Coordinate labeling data
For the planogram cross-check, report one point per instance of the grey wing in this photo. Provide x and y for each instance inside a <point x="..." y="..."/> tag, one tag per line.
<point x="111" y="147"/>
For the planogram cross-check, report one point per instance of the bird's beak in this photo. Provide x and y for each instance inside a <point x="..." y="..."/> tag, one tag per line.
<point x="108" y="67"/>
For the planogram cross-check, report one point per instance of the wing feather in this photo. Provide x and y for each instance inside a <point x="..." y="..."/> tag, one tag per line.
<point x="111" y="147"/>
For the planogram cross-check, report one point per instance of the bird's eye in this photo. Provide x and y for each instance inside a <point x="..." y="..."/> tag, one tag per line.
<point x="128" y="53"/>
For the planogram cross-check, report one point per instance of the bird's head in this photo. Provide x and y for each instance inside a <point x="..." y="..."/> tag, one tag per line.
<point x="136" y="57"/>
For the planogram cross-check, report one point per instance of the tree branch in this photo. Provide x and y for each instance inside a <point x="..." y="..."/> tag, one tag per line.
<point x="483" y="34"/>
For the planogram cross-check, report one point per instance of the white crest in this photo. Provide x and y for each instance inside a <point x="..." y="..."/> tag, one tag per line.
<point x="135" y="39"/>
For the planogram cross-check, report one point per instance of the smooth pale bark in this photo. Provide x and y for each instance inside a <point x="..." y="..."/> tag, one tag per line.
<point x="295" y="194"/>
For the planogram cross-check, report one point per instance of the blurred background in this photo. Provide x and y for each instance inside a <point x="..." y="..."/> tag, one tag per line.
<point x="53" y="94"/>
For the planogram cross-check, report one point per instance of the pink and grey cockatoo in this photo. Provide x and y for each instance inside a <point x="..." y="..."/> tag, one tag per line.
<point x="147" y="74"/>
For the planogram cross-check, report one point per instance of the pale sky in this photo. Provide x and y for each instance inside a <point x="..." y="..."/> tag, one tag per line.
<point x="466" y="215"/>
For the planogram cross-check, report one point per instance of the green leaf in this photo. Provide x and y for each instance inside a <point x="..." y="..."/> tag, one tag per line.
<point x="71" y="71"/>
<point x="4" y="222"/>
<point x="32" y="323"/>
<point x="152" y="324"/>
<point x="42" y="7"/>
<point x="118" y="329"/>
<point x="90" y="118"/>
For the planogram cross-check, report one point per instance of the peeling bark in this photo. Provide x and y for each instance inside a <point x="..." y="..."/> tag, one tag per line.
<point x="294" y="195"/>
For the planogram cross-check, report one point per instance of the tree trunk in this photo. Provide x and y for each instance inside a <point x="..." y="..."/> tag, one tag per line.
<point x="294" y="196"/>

What you should do.
Copy every line of the records above without any changes.

Written answer.
For the planogram cross-check, report one point per instance of the grey wing in this photo. Provide x and y for each instance inside a <point x="..." y="..."/> tag, one tag per line.
<point x="111" y="147"/>
For the planogram cross-check, report one point per instance of the bird's beak in this photo. Provide x and y for each instance inside a <point x="..." y="..."/> tag, one tag per line.
<point x="108" y="67"/>
For the planogram cross-check, report one point per instance of the wing feather in this photo. Provide x and y for each instance inside a <point x="..." y="..."/> tag, one tag per line.
<point x="111" y="147"/>
For the planogram cross-check, report one point per instance of the bird's eye in this photo. Provide x and y for each instance inside a <point x="..." y="..."/> tag, one tag per line.
<point x="128" y="53"/>
For the planogram cross-check, report one point per instance of the bird's head in this photo. Provide x and y for each instance inside a <point x="..." y="..."/> tag, one tag per line.
<point x="136" y="57"/>
For the planogram cross-check, report one point per instance of the tree branch in this photo. Provide x and y for each instance inside a <point x="..." y="..."/> tag, one tag per line.
<point x="483" y="34"/>
For the planogram cross-check, report one point per instance of the white crest in this photo. Provide x and y for each instance inside a <point x="..." y="..."/> tag, one tag per line.
<point x="135" y="39"/>
For the planogram cross-check, report one point per instance of the smooth pale bark in this photo. Provide x and y for each instance inside a <point x="..." y="..."/> tag, one tag per line.
<point x="295" y="194"/>
For the planogram cross-check, report one point per instance of the blurred background in this photo. Provide x and y for each instance inside a <point x="..." y="..."/> tag, one tag per line.
<point x="53" y="94"/>
For the planogram cross-check, report one point per instance of the pink and grey cockatoo in this photo. Provide x and y for each instance inside a <point x="..." y="..."/> tag, one tag per line.
<point x="147" y="74"/>
For the planogram cross-check, report one point per instance of the pale sky in this photo. Provide x and y for each instance inside a <point x="..." y="..."/> tag, one tag per line.
<point x="466" y="215"/>
For the planogram cross-check, report one point per instance of the green leaf in this photo. Provide x and y for each instance inside a <point x="..." y="..."/> tag, one tag per line.
<point x="71" y="71"/>
<point x="4" y="222"/>
<point x="32" y="323"/>
<point x="152" y="324"/>
<point x="42" y="7"/>
<point x="118" y="329"/>
<point x="90" y="118"/>
For the planogram cross-check, report one point per instance of the peeling bark in this photo. Provide x and y for each instance inside a <point x="..." y="..."/> tag, one tag per line.
<point x="294" y="195"/>
For the planogram cross-check, report one point per instance of the tree trunk in this photo. Provide x and y for each instance inside a <point x="..." y="..."/> tag, one tag per line.
<point x="294" y="196"/>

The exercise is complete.